_Activity_: An exact copy of every record, without the pictures, is what should come back.

____ Listed entries

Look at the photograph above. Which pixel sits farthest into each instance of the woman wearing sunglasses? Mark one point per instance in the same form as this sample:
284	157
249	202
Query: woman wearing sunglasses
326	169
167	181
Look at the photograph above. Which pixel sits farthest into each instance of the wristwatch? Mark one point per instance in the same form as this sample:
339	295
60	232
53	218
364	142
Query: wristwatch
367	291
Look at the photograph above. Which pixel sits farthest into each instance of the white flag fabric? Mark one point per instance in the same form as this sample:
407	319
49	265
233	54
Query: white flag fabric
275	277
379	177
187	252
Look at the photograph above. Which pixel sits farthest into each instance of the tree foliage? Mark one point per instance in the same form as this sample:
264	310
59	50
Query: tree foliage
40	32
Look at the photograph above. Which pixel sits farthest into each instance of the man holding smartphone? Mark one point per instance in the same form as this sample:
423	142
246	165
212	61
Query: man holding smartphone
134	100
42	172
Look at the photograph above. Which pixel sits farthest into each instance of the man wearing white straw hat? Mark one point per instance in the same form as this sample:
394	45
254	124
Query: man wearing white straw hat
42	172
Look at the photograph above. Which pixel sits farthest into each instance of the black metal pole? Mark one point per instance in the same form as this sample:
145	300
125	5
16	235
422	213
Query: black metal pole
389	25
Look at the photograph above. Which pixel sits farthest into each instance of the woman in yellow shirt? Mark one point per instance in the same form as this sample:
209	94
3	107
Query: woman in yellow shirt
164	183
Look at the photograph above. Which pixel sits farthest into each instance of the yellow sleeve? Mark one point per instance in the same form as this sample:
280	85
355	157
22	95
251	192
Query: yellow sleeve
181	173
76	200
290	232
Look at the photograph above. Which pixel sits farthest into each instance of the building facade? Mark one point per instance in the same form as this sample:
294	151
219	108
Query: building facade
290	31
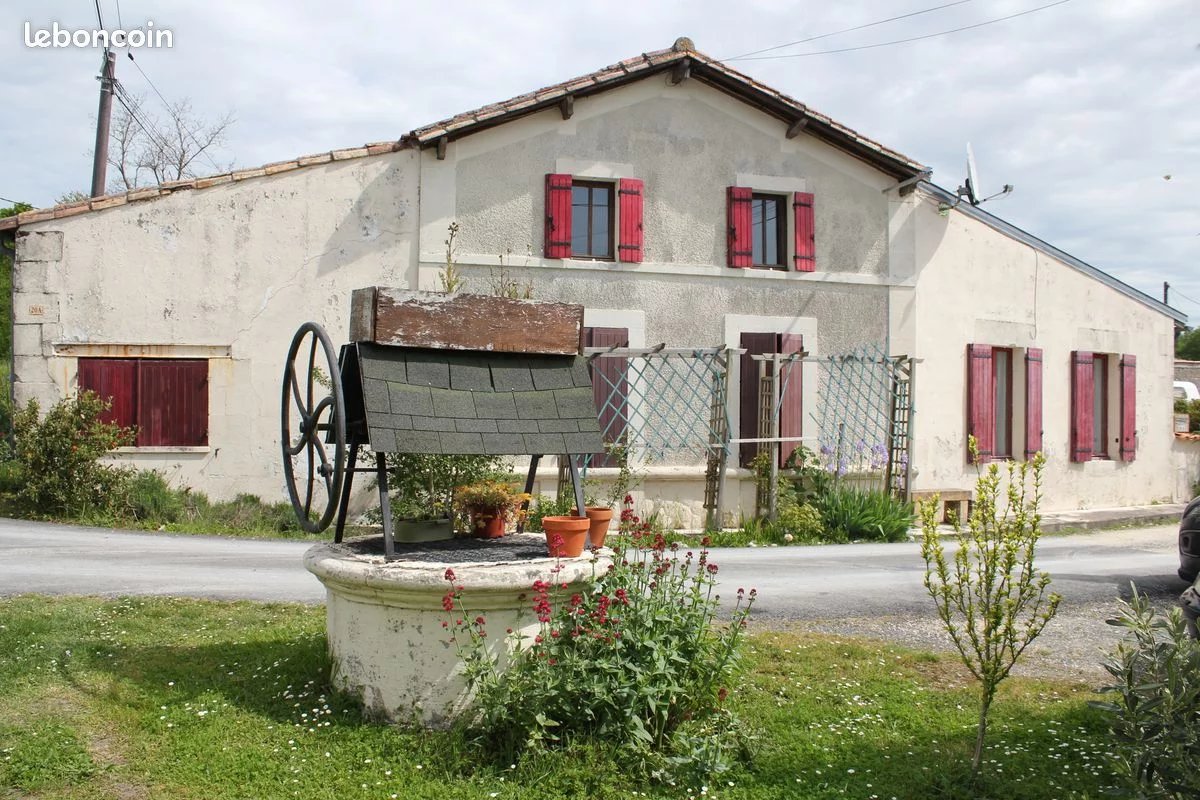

________

_Task result_:
Look at the photograph above. Which pixel sits farthest into each instance of the woman wearing sunglasses? Mark one point per instance in the same form as this sample:
284	157
249	202
Query: woman wearing sunglasses
326	169
167	181
Look at the photograph above. Which pixel sits farthest into each instance of the wristwatch? Mark one point per instance in the same form as this sample:
339	295
60	232
53	218
364	142
Query: wristwatch
367	291
Look at the photograph above. Which pixel sits farthest into each instance of the white flag fabric? Mark one point per instance in the same form as this sample:
407	319
49	265
233	54
Query: white flag fabric
275	277
379	177
187	252
Look at the photograph above. Which pixel sits farthest into each instance of the tree foliage? Mark one point per instance in the same form as this sample:
264	310
59	50
Query: tree foliage
40	32
Look at the photograph above. Which pixel sits farthest into each instance of the man holding smartphone? Mark one point per instance in the same form as this sample:
423	142
246	165
212	61
Query: man holding smartphone
134	100
42	172
Look at the photograph above. Which pixel sits farthest into each instance of the man wearing white straw hat? Mark one point per instance in the same form as this sample:
394	45
254	124
Query: man wearing white straw hat
42	172
Look at the photograph above. Which pixel sits farthest into each instance of the black metal pole? Mark one point per instance in the same form as this sample:
145	300
125	5
16	235
422	213
Query: black metal pole
389	25
Look at the photograph above. Which pixel sits farthest into each instance of the woman in yellow shirt? Mark one point per instance in the same form as this sample:
209	94
3	107
Query: woman in yellow shirt
164	183
Look at the photograph above. Which pixel sits farthest into each instance of the yellow sleeve? Mark one point per instance in the same form as this sample:
280	85
355	157
22	95
251	192
Query: yellow sleeve
181	173
76	200
290	232
Look at the photograph above. Which pixel sits farthest into each instance of the building facade? Mark one point per instance in the same form as this sample:
294	151
219	108
Query: building facade
290	31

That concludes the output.